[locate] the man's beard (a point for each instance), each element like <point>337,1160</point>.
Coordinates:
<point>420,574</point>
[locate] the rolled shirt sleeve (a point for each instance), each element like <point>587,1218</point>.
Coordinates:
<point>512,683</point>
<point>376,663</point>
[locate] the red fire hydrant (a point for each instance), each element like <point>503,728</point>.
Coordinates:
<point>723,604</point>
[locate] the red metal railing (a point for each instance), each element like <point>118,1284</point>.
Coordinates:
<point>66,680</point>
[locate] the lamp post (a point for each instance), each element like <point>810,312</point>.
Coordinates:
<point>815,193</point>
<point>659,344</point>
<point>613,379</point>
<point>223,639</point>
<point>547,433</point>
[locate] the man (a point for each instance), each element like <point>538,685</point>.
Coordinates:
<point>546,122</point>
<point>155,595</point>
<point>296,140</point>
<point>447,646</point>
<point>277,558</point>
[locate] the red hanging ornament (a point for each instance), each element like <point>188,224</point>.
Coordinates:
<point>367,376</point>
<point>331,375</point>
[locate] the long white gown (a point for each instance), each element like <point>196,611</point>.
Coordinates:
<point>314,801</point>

§ §

_What the task asks_: Search the entries for the word "element" and copy every line that holds it.

_Task solution_:
[locate] the man's beard (a point for each instance), each element like <point>337,1160</point>.
[locate] the rolled shirt sleeve (a point for each instance), each element like <point>587,1218</point>.
[locate] the red fire hydrant (a point for each instance), each element like <point>503,728</point>.
[locate] the red metal railing (a point for each instance), each element like <point>118,1284</point>.
[locate] the lamp post (a point for each instance), each element like <point>810,312</point>.
[locate] the man (a point for each instance), each element like <point>538,685</point>.
[locate] the red hanging ornament (a point for each instance), each element like <point>188,224</point>.
[locate] the long white gown (a point for each instance), each element like <point>196,611</point>.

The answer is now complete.